▶ EXERCISE PROMPT:
An exact copy of each record is required.

(Dataset records)

------------------------------------

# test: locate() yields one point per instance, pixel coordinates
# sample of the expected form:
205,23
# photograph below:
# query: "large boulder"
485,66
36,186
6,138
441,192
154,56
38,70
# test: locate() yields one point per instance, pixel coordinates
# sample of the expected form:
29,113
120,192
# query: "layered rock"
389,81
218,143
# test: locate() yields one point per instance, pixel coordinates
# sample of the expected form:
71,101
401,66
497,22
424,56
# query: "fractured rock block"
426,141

------------------------------------

▶ ANSWER TO THIS EXERCISE:
# test: locate() yields one point per instance, pixel coordinates
# sample of the expected form:
205,23
# photograph below:
# query: "large boulder"
485,66
36,186
6,138
441,192
154,56
38,70
# test: locate() yields one point per instance, pixel coordinates
# sample of the expected form:
29,113
120,192
# query: "layered rock"
389,81
218,143
# test: locate() yields one point per instance, pixel coordinates
# sample of the expected form:
71,101
401,66
497,22
424,56
# query: "fractured rock block"
426,141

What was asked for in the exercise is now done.